→ **What is needed**:
Every line with the string "clicks" must be copied from the entries below.

Records for the task section start

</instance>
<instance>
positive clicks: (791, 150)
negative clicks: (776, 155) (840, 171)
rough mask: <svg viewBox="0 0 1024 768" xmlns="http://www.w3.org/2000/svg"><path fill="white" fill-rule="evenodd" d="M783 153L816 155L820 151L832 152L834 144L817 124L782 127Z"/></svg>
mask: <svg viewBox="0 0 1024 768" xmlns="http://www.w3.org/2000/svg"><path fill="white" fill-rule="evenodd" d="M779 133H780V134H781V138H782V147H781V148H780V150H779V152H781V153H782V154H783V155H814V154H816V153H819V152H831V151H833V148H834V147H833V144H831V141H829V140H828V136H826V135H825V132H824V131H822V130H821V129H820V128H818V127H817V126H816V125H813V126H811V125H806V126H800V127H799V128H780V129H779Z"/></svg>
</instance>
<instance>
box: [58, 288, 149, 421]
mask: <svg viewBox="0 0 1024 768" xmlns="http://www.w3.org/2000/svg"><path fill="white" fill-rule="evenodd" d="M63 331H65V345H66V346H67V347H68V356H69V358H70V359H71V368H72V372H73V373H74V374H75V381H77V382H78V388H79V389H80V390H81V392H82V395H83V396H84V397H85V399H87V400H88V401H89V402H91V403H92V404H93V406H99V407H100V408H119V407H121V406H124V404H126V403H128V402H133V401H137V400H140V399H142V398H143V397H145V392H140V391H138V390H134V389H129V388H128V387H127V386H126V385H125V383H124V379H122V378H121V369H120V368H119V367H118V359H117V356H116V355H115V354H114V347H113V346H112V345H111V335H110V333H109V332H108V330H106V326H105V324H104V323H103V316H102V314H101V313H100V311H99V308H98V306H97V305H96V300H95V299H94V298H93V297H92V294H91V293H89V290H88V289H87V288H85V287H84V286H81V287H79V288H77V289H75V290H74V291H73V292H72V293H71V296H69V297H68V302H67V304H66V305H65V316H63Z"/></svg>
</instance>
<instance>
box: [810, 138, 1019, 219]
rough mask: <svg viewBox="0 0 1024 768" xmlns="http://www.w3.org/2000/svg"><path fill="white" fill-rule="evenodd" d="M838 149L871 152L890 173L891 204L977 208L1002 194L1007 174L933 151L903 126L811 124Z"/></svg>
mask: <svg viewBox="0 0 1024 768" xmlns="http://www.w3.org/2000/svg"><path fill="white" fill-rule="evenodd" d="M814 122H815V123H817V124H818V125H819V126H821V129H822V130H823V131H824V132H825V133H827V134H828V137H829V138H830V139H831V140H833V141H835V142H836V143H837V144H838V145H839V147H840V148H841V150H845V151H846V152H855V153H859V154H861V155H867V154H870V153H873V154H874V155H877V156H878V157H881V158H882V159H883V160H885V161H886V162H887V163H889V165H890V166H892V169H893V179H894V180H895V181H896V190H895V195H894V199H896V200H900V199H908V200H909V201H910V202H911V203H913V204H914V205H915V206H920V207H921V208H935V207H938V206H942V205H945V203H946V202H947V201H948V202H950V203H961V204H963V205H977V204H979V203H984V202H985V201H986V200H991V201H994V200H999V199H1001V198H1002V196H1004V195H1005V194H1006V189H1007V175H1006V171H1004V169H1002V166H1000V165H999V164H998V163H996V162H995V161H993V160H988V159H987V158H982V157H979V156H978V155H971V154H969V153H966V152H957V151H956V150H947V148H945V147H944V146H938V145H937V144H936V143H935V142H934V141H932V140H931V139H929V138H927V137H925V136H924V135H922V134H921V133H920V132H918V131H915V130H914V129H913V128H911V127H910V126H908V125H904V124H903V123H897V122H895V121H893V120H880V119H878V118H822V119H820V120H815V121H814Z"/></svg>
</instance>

Records for the task section end

→ **Task response**:
positive clicks: (791, 150)
negative clicks: (776, 155) (840, 171)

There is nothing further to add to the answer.